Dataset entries
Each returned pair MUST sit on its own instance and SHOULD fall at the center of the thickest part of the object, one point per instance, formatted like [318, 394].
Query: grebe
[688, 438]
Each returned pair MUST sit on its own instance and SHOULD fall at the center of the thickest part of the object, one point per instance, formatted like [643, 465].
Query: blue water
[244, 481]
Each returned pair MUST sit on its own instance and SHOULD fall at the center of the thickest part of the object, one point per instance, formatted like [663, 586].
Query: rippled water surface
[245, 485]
--
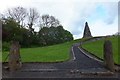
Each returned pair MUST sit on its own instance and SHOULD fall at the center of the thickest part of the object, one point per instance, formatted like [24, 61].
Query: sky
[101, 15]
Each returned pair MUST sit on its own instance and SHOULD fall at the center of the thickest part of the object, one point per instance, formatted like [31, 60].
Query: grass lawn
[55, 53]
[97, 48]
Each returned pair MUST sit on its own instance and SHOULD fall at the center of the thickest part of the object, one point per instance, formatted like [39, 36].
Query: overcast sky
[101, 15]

**What is required:** Search the data for the string "formatted". List each line that has it.

**Response below:**
Each returned pair MUST sit on its own instance and SHOULD fall at the center of the thickest part of the object, one point per instance, formatted like [318, 394].
Each returned pair MUST sit on its own instance and SHOULD fall at the center of the thickest part of the object, one point per instance, formatted like [643, 465].
Each returned pair MUST sit on its own instance and SHOULD fall at the center of the thickest part of the object, one point per instance, formatted like [663, 586].
Each returned pair MUST sit on its own instance and SHOULD fall at the center of the thickest part of the object, one point per instance, formatted like [24, 61].
Each returned pair MUST sit on its own instance and SHOULD fall at the center of the thickest part of the object, one point per instance, formatted like [31, 60].
Each returned pair MUST sit on its own instance and SHOULD fall at the center of the thickest part of the object, one point per instance, formatted like [39, 36].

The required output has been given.